### Reading passage:
= = = = =
Fuel tax the fairest way to motivate conservation

Maybe I’d better find my WIN button. That was my initial reaction to President Bush’s call Monday for citizens to voluntarily conserve fuel.

For those too young to remember, WIN buttons were an initiative of the Gerald Ford administration and were sent to those who agreed to help “Whip Inflation Now.”

WIN buttons justifiably were scorned as one of the silliest measures in a decade of economic ineptitude.

My initial reaction was unfair to Bush, however. He simply called on citizens to cooperate as we face a period of short energy supplies because of storm damage in an oil-producing region.

He was not suggesting solutions for any long-term, fundamental challenge like inflation 30 years ago. His appeals as a national leader were entirely appropriate.

Even so, the appeals raise more important questions of how to motivate energy conservation over the longer run.

On this question, Vice President Dick Cheney has been skeptical. “Conservation may be a sign of personal virtue, but it is not a sufficient basis for a sound, comprehensive energy policy,” he argued in April 2001.

If the vice president is right, is Bush’s call for voluntary stinting a vain one?

If Cheney is wrong, what is the best way to encourage energy saving by households and businesses?

Whether Cheney was right or wrong depends on what one means by “conservation.”

If conservation means reducing consumption of some product in response to moralistic urging by national leaders, then conservation usually fails.
= = = = =
### Dataset entries:
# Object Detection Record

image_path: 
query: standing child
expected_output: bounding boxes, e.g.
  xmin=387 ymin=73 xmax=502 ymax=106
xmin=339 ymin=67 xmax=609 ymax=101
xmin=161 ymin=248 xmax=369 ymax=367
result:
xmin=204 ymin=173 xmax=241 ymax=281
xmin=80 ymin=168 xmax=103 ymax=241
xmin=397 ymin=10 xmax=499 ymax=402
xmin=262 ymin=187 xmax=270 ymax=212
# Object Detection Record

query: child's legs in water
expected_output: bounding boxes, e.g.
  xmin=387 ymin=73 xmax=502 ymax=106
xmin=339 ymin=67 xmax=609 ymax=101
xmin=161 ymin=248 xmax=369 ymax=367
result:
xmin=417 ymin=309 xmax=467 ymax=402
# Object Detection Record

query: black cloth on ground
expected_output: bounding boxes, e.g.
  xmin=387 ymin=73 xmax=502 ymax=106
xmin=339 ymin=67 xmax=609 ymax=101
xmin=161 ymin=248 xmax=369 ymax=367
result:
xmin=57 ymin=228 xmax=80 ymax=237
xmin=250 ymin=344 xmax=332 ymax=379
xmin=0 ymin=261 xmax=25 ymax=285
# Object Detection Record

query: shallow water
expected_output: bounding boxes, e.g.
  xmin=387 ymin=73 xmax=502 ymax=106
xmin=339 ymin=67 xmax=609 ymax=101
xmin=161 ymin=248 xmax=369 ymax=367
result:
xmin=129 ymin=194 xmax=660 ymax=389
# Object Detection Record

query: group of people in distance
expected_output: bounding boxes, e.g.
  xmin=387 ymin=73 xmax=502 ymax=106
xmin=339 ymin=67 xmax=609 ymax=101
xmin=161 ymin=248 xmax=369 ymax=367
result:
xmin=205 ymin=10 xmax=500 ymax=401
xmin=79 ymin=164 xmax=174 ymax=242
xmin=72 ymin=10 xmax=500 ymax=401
= = = = =
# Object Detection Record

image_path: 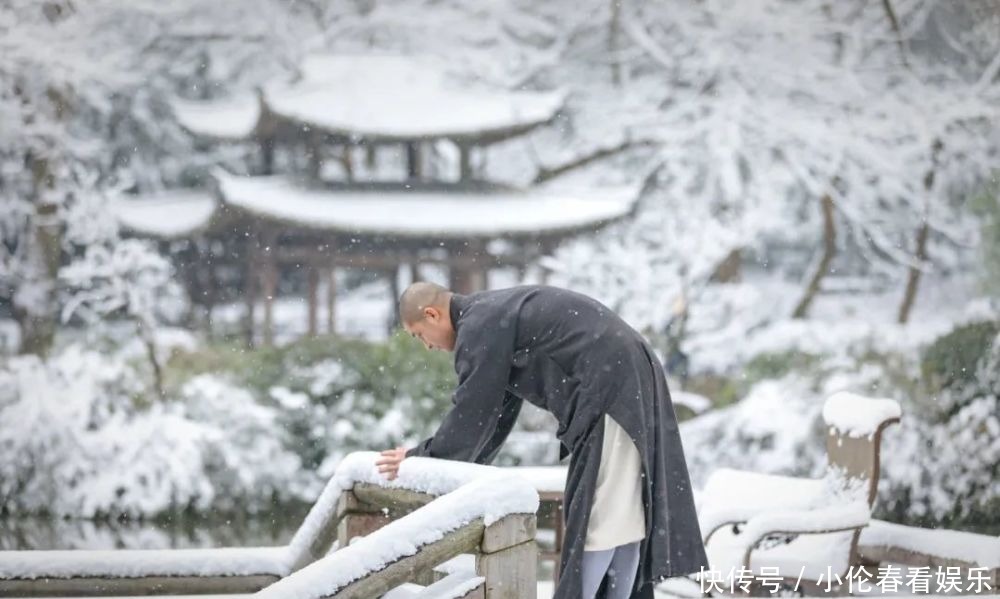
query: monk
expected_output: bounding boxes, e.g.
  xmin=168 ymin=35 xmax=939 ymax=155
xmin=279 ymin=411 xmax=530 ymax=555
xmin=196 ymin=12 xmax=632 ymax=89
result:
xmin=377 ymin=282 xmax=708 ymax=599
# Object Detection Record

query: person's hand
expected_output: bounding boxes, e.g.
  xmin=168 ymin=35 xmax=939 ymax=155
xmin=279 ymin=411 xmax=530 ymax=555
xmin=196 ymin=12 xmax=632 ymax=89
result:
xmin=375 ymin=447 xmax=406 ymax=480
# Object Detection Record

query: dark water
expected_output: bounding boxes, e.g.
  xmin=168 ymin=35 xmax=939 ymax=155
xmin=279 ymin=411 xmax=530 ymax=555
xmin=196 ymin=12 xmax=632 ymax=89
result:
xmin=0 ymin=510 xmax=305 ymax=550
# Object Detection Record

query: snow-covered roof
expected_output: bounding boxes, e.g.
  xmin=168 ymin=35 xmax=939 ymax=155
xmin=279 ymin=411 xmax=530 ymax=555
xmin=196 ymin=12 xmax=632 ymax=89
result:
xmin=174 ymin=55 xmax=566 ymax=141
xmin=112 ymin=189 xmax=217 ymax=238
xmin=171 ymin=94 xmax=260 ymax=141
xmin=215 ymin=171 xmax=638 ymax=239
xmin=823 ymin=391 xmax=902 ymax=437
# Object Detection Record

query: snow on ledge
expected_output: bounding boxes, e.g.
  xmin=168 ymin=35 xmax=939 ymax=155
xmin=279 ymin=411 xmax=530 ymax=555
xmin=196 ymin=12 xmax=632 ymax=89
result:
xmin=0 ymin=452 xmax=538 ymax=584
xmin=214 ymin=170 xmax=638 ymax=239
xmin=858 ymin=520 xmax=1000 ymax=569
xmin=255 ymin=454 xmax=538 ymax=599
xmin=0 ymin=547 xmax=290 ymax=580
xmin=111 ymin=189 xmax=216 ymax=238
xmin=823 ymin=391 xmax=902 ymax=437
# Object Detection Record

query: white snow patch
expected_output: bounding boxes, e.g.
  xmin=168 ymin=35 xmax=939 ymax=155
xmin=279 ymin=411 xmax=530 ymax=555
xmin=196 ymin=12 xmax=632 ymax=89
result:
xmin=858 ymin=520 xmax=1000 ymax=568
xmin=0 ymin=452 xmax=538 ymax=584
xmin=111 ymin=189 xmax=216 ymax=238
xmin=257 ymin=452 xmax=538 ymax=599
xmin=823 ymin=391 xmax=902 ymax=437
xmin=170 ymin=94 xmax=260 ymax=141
= = = = =
### Directives:
1/ In the fuel-tax column, which presidential administration started the WIN buttons?
2/ List every person named in the fuel-tax column.
The dataset entries have nothing to do with the fuel-tax column.

### The solutions:
1/ The Gerald Ford administration.

2/ President Bush, Gerald Ford, and Vice President Dick Cheney.